== Your task ==
Please return the part of the Petron earnings article below that runs from "Petron Philippines retail" up to and including "hours in August.", copied word for word.

[Text section Boundary: Start]

Petron improves Q3 income on retail gains as economy reopens


Posted at Nov 03 2020 07:32 PM

Petron improves Q3 income on retail gains as economy reopens 1
A gas station attendant fills up a customer's vehicle in Quezon City on April 27, 2020. Petron Corp said it suffered a net loss in the first quarter, as the COVID-19 pandemic and resulting global lockdowns sapped demand. Mark Demayo, ABS-CBN News/file

MANILA - Petron said Tuesday its net income improved in the third quarter due to the increase in retail sales after the easing of lockdowns in the Philippines and Malaysia.

Petron’s disclosed to the stock market that its third quarter net income rose to P1.63 billion versus P1 billion in the same period last year.

This gain was driven primarily by the strong 48.6 percent growth of its retail business both in the Philippines and Malaysia, which outweighed the losses in its refining segment.

Petron Philippines retail sales volume contributed the most, soaring 33 percent as most Petron stations nationwide started operating under normal hours in August.

“While the oil industry continues to face major challenges, we are beginning to see signs of recovery thanks to our government’s decision to gradually and safely restart the economy. Aside from retail, we can also expect the reopening of local tourism to influence higher demand for aviation fuel which really took a hit because of the pandemic. We’ve also seen some improvements in Malaysia with a notable upturn in our domestic volume to almost pre-pandemic levels,” said Petron President and CEO Ramon Ang.

[Text section Boundary: End]
[Available data Boundary: Start]

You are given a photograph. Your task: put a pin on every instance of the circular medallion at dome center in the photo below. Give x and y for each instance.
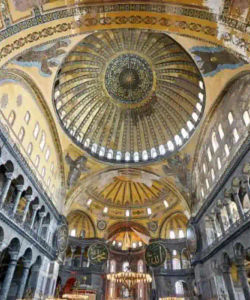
(129, 78)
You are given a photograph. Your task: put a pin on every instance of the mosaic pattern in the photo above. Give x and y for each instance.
(129, 95)
(128, 78)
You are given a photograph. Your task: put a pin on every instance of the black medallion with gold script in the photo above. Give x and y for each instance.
(98, 253)
(155, 254)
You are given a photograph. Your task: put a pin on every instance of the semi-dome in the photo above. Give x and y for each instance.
(129, 95)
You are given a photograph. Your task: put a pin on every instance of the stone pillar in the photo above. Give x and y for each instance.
(73, 250)
(17, 198)
(26, 268)
(81, 258)
(41, 215)
(228, 209)
(6, 188)
(237, 202)
(214, 226)
(35, 209)
(26, 209)
(218, 214)
(243, 277)
(228, 281)
(9, 275)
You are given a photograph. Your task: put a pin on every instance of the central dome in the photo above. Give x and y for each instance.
(129, 95)
(129, 78)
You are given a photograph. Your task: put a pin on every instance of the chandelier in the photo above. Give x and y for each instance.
(129, 279)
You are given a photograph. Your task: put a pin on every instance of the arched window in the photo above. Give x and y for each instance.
(27, 117)
(179, 290)
(42, 141)
(30, 149)
(36, 130)
(230, 118)
(221, 132)
(125, 266)
(236, 135)
(47, 155)
(21, 134)
(246, 118)
(112, 266)
(37, 161)
(226, 150)
(172, 234)
(11, 118)
(209, 155)
(214, 142)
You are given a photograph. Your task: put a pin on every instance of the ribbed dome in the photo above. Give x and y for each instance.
(129, 95)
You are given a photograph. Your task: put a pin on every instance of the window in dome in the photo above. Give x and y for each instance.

[Available data Boundary: End]

== Output of the exercise ==
Petron Philippines retail sales volume contributed the most, soaring 33 percent as most Petron stations nationwide started operating under normal hours in August.